▸ **Aim of the task**:
Take each line in the entries below that holds "tattoo" and show it.

▸ **Given information**:

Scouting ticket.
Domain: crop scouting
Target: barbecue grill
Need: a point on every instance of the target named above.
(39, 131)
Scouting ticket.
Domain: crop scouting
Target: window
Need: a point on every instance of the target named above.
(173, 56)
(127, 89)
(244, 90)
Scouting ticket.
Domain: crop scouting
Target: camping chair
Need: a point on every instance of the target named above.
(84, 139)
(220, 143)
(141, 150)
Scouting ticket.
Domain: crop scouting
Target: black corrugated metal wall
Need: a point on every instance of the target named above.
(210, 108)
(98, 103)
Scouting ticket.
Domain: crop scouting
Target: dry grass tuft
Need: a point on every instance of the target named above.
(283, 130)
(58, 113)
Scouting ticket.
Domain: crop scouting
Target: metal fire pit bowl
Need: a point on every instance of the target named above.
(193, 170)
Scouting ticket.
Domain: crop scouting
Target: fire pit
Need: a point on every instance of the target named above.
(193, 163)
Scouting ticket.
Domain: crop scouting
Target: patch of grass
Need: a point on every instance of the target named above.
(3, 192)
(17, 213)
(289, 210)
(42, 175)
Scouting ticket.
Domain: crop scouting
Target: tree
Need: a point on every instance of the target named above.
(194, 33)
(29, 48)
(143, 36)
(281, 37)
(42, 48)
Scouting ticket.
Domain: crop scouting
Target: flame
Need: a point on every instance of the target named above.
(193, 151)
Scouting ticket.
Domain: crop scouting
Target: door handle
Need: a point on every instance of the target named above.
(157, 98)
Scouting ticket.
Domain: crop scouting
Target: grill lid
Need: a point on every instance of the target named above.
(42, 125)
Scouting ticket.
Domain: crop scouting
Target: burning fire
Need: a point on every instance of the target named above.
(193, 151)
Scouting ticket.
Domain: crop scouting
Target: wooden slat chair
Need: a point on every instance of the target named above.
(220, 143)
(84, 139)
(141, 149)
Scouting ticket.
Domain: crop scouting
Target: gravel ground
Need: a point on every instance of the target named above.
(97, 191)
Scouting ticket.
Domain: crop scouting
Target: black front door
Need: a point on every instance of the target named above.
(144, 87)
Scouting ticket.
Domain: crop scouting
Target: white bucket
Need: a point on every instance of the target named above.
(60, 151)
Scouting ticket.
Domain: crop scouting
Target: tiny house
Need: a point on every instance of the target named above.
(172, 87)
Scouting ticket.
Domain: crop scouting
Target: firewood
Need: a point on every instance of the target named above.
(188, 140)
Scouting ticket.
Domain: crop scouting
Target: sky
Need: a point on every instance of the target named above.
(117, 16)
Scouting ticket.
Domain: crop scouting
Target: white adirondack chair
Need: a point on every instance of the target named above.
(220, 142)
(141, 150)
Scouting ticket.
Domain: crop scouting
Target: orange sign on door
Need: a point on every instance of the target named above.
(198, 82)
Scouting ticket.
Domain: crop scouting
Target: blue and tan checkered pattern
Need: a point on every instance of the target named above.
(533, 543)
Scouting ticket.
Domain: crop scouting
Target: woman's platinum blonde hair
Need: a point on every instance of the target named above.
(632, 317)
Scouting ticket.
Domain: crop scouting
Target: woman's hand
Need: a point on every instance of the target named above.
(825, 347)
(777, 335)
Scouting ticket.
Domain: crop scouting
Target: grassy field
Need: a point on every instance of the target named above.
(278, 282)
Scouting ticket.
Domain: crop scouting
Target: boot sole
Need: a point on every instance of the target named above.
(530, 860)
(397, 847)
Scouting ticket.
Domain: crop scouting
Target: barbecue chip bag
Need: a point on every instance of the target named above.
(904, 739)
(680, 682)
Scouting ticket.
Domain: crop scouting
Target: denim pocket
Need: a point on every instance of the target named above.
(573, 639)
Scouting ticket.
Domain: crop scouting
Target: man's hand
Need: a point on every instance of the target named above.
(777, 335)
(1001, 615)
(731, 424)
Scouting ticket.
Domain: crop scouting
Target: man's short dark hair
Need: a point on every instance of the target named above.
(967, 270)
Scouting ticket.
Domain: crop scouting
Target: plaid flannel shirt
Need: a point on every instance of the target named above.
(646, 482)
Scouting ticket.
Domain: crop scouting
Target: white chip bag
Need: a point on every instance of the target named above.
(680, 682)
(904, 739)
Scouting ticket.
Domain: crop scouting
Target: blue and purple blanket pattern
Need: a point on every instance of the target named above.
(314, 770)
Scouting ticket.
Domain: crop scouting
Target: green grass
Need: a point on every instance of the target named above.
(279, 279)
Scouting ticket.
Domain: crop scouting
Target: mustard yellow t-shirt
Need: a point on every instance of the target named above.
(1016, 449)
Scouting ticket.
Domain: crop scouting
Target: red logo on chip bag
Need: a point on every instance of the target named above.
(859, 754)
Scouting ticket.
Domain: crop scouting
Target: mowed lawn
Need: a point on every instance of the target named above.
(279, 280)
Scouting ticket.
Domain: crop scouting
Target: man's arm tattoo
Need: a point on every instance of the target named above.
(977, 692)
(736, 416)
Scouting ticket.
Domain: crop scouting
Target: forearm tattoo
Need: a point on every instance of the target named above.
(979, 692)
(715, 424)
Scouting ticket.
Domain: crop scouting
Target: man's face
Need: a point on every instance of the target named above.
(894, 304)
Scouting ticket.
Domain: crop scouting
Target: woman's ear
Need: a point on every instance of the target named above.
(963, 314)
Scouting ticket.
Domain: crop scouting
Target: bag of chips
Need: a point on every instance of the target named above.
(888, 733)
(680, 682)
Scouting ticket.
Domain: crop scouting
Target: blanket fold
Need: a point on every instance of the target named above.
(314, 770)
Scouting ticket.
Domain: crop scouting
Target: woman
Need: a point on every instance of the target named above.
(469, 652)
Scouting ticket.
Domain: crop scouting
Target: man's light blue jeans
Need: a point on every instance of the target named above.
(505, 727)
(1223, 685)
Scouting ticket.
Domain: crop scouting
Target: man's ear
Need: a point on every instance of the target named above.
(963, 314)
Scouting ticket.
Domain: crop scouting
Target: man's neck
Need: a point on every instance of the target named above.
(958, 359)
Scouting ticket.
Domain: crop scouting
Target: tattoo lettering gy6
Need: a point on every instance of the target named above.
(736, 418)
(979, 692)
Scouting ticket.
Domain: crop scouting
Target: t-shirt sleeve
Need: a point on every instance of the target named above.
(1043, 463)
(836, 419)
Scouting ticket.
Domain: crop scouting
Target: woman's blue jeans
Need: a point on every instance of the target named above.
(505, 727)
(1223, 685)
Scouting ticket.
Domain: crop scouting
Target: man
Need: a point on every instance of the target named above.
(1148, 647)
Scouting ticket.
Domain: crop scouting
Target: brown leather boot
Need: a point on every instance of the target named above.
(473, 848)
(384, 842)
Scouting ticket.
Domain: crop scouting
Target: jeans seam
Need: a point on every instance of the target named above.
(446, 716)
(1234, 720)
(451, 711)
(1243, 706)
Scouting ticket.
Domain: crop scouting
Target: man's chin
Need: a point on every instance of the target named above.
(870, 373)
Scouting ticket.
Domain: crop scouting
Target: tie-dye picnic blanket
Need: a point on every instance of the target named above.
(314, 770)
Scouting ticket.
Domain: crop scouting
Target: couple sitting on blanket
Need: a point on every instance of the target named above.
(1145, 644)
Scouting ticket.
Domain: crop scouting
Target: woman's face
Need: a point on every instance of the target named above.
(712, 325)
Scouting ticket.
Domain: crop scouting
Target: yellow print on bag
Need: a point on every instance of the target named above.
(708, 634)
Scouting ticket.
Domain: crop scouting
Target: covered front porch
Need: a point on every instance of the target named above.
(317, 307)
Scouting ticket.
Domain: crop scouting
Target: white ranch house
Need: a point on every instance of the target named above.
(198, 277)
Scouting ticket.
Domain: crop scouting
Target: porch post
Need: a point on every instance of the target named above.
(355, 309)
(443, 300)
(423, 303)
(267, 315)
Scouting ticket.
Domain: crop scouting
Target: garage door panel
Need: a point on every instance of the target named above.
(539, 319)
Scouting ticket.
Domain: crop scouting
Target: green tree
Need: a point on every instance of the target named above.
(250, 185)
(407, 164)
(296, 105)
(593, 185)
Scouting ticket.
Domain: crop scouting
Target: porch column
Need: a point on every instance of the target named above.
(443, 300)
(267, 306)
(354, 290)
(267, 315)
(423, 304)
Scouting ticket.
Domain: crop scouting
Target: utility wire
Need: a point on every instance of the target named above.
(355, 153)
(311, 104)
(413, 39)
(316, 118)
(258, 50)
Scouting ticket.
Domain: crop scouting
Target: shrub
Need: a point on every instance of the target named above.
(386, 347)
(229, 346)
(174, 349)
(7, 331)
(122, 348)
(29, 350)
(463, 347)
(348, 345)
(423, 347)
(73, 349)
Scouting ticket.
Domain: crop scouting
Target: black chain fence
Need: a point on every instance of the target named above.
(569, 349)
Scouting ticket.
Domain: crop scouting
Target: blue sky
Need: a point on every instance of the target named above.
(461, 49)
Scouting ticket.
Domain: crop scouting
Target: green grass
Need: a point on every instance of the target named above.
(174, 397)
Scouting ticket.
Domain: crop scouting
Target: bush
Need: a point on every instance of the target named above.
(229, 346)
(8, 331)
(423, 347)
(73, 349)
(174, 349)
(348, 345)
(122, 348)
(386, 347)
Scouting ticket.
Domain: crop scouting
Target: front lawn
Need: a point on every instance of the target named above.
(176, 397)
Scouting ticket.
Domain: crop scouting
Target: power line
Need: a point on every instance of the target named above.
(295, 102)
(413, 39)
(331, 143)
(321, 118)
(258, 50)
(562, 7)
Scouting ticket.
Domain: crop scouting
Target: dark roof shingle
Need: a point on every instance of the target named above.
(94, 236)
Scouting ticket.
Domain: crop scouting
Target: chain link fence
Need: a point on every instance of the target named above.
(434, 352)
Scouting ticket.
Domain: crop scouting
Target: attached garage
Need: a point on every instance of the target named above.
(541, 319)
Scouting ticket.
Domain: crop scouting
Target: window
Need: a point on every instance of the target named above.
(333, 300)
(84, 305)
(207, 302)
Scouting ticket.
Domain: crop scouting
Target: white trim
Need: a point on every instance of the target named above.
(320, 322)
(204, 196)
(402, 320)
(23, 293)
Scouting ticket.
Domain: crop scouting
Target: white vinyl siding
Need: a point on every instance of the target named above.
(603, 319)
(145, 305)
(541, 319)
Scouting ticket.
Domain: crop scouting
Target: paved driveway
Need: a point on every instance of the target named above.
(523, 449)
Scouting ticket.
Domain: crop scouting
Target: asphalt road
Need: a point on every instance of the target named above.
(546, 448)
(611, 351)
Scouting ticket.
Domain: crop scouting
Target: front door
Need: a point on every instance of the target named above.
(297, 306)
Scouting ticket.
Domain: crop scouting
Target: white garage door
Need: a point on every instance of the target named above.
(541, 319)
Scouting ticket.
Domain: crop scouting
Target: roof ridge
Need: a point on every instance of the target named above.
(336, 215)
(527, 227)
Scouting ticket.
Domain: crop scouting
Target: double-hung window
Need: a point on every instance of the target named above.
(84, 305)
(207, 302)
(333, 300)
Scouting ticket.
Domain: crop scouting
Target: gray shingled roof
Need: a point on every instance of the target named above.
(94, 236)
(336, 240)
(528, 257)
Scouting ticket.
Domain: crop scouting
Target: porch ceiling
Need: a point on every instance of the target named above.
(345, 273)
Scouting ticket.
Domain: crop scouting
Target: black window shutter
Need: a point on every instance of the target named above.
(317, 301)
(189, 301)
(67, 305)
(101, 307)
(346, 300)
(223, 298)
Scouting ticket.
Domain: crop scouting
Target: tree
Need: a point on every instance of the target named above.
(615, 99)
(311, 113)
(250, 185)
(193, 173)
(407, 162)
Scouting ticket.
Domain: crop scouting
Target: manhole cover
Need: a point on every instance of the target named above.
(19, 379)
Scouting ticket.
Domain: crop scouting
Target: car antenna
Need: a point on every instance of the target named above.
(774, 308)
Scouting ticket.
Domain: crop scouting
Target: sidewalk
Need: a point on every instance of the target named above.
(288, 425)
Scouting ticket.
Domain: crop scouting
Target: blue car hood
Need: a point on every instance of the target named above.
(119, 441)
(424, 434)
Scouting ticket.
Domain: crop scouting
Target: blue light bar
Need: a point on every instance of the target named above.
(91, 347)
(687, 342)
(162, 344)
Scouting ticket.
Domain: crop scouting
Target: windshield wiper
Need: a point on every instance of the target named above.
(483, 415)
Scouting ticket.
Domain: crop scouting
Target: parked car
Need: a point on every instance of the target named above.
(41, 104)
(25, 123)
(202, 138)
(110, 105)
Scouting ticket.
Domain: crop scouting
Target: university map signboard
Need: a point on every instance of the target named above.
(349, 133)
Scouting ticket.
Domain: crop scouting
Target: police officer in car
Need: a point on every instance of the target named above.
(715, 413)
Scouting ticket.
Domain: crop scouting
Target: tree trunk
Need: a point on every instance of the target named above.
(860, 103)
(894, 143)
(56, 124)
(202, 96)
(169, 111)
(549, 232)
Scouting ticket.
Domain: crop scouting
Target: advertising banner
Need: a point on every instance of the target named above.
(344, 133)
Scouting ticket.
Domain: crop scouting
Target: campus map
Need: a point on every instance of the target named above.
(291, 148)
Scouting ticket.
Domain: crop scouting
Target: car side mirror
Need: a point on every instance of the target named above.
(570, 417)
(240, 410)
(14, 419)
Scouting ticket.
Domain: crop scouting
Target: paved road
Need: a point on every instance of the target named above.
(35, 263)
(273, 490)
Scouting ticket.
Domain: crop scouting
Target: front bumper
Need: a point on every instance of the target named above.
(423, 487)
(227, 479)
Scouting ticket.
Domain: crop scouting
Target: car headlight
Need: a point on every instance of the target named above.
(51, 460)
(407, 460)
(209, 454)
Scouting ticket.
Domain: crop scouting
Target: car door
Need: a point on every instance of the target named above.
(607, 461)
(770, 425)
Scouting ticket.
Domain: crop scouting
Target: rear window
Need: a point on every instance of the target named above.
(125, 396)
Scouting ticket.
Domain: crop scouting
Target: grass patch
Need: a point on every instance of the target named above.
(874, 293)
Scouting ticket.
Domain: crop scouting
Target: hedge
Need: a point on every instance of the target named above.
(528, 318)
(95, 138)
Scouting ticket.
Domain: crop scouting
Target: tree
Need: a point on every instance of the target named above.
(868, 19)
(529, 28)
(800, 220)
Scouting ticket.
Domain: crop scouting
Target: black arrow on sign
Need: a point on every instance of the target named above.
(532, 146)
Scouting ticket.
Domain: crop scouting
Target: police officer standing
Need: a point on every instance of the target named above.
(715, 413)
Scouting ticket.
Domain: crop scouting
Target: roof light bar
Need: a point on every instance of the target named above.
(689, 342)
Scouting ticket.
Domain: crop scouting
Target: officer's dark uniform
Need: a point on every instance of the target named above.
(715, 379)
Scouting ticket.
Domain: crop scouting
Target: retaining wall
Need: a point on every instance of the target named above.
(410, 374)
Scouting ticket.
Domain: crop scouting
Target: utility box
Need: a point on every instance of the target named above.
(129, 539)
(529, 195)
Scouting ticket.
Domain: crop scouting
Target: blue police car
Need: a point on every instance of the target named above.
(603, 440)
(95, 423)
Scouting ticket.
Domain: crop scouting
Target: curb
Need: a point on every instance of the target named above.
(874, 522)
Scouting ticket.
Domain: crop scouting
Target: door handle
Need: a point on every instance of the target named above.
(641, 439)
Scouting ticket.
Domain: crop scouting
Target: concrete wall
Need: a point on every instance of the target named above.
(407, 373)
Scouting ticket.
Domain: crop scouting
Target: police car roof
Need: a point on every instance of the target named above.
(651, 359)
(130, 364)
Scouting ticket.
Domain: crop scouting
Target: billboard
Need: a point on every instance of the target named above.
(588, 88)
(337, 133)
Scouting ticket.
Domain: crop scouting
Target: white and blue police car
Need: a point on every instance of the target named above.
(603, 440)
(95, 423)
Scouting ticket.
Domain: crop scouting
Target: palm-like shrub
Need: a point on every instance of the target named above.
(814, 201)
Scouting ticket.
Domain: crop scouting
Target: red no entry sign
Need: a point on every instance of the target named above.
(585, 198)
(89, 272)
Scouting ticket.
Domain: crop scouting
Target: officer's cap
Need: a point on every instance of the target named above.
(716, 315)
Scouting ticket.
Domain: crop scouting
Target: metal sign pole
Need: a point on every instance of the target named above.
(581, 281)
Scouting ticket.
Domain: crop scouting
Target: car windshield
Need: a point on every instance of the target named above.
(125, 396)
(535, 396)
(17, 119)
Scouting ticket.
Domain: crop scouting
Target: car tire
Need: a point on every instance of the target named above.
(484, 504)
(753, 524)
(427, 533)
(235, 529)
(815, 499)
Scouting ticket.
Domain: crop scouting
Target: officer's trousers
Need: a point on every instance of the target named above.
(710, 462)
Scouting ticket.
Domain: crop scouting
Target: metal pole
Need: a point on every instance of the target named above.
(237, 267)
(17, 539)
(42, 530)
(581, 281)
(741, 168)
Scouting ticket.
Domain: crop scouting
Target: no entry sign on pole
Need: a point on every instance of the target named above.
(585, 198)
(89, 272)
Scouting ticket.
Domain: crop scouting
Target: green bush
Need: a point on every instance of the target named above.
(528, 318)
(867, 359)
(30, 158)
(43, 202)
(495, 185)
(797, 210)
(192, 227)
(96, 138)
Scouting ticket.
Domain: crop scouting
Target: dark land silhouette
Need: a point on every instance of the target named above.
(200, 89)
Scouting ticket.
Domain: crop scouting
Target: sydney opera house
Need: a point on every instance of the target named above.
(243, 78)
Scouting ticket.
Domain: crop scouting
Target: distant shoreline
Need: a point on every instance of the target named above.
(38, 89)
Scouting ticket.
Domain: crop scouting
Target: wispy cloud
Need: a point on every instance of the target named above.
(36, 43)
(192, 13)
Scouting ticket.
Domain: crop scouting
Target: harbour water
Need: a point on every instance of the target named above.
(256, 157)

▸ **Your solution**:
Target: man's arm tattoo
Target: forearm tattoo
Target: tattoo lettering gy6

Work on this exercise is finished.